DOCUMENT SEGMENT
Voice Tracking is part of today’s radio world—it won’t be going away. But stations must know how to use this technology to its fullest potential. For radio newcomers and seasoned pros alike, teach your air talent the best ways to bring out their personalities and make each track come alive. Be creative! Voice tracking is effective when DJs use their natural abilities—to act and react—as if they are actually in the same moment of time as the listener.
“Voice tracking is very useful for small radio stations, especially,” says Mark Bohach, owner/operator of WLOH in Lancaster, Ohio. “When one does many hours (live) on the air every week and still must attend community meetings and make sales calls, voice tracking can be very helpful. If a radio person cannot tell the difference, the average listener can’t either. But the key is to create voice tracks and use the technology so that it sounds absolutely, undoubtedly live,” advises Bohach. “Used properly, voice tracking is a valuable time management tool. I understand that the large corporations have perverted it to create generic bland content running on many stations. But to condemn the technology and methodology of local voice tracking is just as misguided.”

WRITTEN PROBLEM 1
Reproduce the passage of the voice tracking text starting at "Voice Tracking is part" and ending at "as the listener.".

DATA
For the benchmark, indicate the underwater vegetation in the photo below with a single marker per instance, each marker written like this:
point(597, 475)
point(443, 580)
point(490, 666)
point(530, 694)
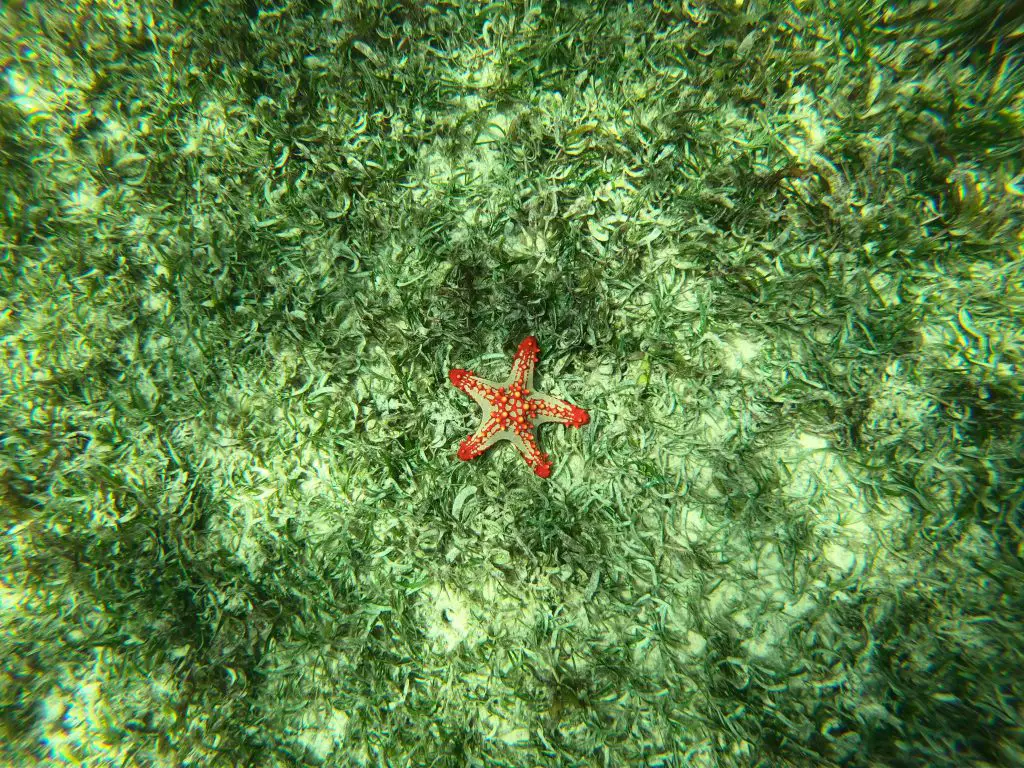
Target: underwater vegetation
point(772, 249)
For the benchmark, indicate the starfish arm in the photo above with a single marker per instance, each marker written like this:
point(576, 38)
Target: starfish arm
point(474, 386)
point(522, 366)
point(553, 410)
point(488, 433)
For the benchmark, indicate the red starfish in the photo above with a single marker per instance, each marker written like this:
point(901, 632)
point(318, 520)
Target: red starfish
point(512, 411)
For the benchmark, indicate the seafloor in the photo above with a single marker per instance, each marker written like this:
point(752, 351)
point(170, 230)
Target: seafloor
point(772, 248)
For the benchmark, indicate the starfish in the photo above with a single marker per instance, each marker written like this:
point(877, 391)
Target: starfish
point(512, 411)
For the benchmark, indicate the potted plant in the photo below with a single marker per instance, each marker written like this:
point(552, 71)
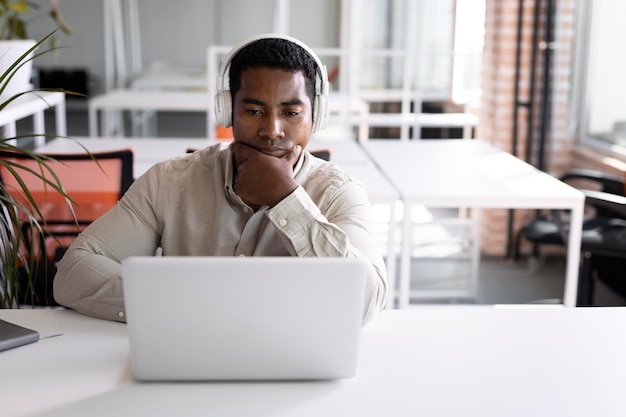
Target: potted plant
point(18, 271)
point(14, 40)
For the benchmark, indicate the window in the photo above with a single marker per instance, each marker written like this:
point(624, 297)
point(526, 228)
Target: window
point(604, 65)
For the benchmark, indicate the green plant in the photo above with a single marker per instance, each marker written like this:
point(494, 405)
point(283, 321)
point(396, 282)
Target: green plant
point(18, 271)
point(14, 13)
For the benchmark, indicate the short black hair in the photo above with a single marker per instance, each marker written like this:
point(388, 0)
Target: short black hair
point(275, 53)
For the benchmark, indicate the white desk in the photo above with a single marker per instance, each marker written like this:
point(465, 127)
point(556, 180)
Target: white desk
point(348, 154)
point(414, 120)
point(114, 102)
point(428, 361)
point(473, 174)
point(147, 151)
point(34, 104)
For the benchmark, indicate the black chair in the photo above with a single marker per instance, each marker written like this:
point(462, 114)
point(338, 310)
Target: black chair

WRITTEN PROBLEM 2
Please give the lines of the records starting at the line that contains "For the benchmark, indicate the red" and ending at the line that contains "point(604, 65)" as a Markdown table with the columns Row and Line, leaving out blank lines and the pictures.

FULL RESPONSE 1
Voice Tracking is part of today’s radio world—it won’t be going away. But stations must know how to use this technology to its fullest potential. For radio newcomers and seasoned pros alike, teach your air talent the best ways to bring out their personalities and make each track come alive. Be creative! Voice tracking is effective when DJs use their natural abilities—to act and react—as if they are actually in the same moment of time as the listener.

FULL RESPONSE 2
| Row | Line |
|---|---|
| 1 | For the benchmark, indicate the red starfish in the photo above with a single marker per instance, each marker written like this: |
| 2 | point(901, 632) |
| 3 | point(318, 520) |
| 4 | Target: red starfish |
| 5 | point(512, 411) |
| 6 | For the benchmark, indicate the seafloor in the photo above with a single marker per instance, each marker written like this: |
| 7 | point(752, 351) |
| 8 | point(170, 230) |
| 9 | Target: seafloor |
| 10 | point(772, 248) |
| 11 | For the benchmark, indicate the starfish in the photo above with a single marker per instance, each marker written like this: |
| 12 | point(877, 391) |
| 13 | Target: starfish |
| 14 | point(512, 411) |
| 15 | For the benchmark, indicate the potted plant in the photo below with a single marker per instance, each marker written like this: |
| 16 | point(552, 71) |
| 17 | Target: potted plant |
| 18 | point(18, 271) |
| 19 | point(14, 40) |
| 20 | For the benchmark, indicate the window in the photo above with a single marker per instance, each marker written like this: |
| 21 | point(624, 297) |
| 22 | point(526, 228) |
| 23 | Target: window |
| 24 | point(604, 65) |